═══ Source
Tomorrow, In a Cornfield Near You

1 77%  22%  0mph WSW bar 30.73 falls  Yuletide

           Waning Crescent of the Cold Moon

Today is the day I devote to marketing my work, an idea suggested by Scott Edelstein.  A day a month on it, then put it away, he said.  That way it has time set aside and does not weigh on the work.  I’ve done just that since September and I have finished all my short story edits.  Next month I will have some to submit.

I heard from my brother, Mark, who told me a while ago he was afraid the political unrest in Thailand might set off violence.  He was right, as he says, regrettably.  

United States democracy, and democracies in most of the developed world, are a reasoned trade-off between the power of violence and the assertion of authoritarian government.  The nation’s focus on Iowa tomorrow has such edge because the result in that agricultural state might change foreign and domestic policy in the world’s strongest economy backed up by the world’s most expensive military.   That is, we expect a peaceful transition of power between one government and the other, in fact, we insist upon it.  Not all countries can harbor such expectations.

It is just this peaceful transition that Al Gore protected when he refused a public challenge to the Supreme Court’s ruling on the Florida voting discrepancies.   His graciousness was necessary, I think, in spite of the horrors that resulted directly from it.

Some people call it the silly season.  Others turn off their TV sets and stop reading newspapers.  I call it the best show on earth with the exception of the greatest spectacle in racing, the Indianapolis 500.  A presidential election year.  What a year it is.  The first time in 80 years that no incumbent president or vice-president is on the ballot.  Think of that.  This is the first time in two generations, my whole life.

The first chapter opens tomorrow in a corn field near you.

One Day Down, 364 To Go

0  72% 23% 0mph WNW bar 30.64 steep rise  windchill -2  Yuletide  New Year’s Day

                              Waning Crescent of the Cold Moon 

A day almost gone in the New Year.
══════
═══ Records
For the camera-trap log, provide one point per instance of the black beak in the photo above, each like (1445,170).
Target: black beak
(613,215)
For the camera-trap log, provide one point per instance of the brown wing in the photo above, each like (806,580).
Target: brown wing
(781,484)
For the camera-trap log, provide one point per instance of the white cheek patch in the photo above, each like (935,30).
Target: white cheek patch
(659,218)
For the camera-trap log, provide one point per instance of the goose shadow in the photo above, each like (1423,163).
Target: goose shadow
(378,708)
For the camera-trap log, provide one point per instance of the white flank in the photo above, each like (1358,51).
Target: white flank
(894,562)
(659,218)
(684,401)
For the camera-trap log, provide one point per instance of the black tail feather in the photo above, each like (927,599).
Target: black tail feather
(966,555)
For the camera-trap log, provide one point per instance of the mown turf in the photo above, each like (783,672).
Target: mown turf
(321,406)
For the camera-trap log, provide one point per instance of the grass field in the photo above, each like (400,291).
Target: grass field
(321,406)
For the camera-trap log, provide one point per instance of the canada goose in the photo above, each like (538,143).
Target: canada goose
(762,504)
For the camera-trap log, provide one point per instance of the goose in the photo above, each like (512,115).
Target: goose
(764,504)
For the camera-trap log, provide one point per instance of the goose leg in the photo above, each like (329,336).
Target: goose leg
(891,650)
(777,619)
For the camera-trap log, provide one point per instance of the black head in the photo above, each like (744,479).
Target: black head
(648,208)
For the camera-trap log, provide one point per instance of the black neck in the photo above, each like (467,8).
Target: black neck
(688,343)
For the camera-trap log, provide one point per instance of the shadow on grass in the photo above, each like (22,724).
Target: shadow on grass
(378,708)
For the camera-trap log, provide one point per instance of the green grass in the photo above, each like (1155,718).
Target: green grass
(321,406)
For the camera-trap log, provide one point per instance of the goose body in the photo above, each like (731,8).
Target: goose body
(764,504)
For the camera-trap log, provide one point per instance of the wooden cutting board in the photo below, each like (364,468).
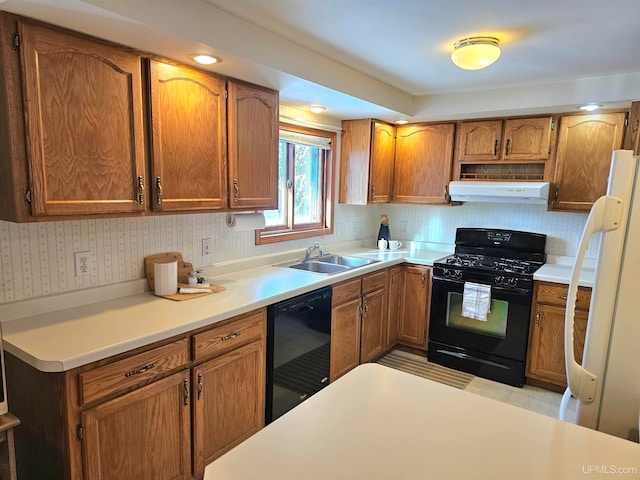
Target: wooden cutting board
(179,297)
(183,267)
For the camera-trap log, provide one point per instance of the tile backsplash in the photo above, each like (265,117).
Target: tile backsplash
(37,259)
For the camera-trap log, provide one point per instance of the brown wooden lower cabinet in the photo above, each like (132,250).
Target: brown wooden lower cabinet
(414,317)
(396,292)
(358,321)
(144,434)
(176,406)
(545,359)
(228,402)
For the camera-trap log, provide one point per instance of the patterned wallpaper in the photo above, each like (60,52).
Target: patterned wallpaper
(37,259)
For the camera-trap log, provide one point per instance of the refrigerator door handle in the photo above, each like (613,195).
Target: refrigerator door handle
(606,214)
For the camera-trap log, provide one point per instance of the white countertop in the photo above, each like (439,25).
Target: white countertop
(60,340)
(64,339)
(380,423)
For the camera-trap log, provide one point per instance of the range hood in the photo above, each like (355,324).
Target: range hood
(503,192)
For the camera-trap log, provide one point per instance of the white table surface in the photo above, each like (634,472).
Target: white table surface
(380,423)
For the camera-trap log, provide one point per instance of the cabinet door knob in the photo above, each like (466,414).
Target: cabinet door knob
(236,190)
(200,386)
(158,191)
(185,386)
(140,190)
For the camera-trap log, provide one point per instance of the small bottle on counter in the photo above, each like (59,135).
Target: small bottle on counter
(384,233)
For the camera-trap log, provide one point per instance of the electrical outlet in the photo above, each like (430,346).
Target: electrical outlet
(82,263)
(206,246)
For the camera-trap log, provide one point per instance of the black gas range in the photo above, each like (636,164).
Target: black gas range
(481,302)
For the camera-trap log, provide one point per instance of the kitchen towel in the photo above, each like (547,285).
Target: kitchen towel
(165,278)
(245,221)
(476,301)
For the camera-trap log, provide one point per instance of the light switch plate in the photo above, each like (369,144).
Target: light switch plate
(82,263)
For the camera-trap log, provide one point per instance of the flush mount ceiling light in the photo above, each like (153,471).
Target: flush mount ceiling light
(474,53)
(590,107)
(204,58)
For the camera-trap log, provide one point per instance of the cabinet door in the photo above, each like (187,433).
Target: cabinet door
(527,139)
(423,163)
(144,434)
(345,337)
(396,290)
(253,146)
(374,319)
(480,141)
(83,104)
(414,321)
(585,145)
(382,153)
(189,153)
(546,349)
(229,402)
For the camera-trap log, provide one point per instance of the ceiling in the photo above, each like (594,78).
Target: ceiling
(389,60)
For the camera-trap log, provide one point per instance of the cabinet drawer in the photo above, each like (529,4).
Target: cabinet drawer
(219,340)
(557,295)
(346,291)
(136,370)
(374,281)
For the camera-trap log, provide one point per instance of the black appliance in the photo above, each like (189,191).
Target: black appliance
(298,350)
(502,261)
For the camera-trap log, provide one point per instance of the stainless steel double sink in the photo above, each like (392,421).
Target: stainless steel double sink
(329,264)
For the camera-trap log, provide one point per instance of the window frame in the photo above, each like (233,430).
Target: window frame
(325,226)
══════
## [Exercise 1]
In the blog post, who suggested setting aside one day a month for marketing work?
## [Exercise 2]
Retype the passage from the blog post starting with "One Day Down, 364" and going on through "the New Year.".

## [Written solution 1]
Scott Edelstein

## [Written solution 2]
One Day Down, 364 To Go

0  72% 23% 0mph WNW bar 30.64 steep rise  windchill -2  Yuletide  New Year’s Day

                              Waning Crescent of the Cold Moon 

A day almost gone in the New Year.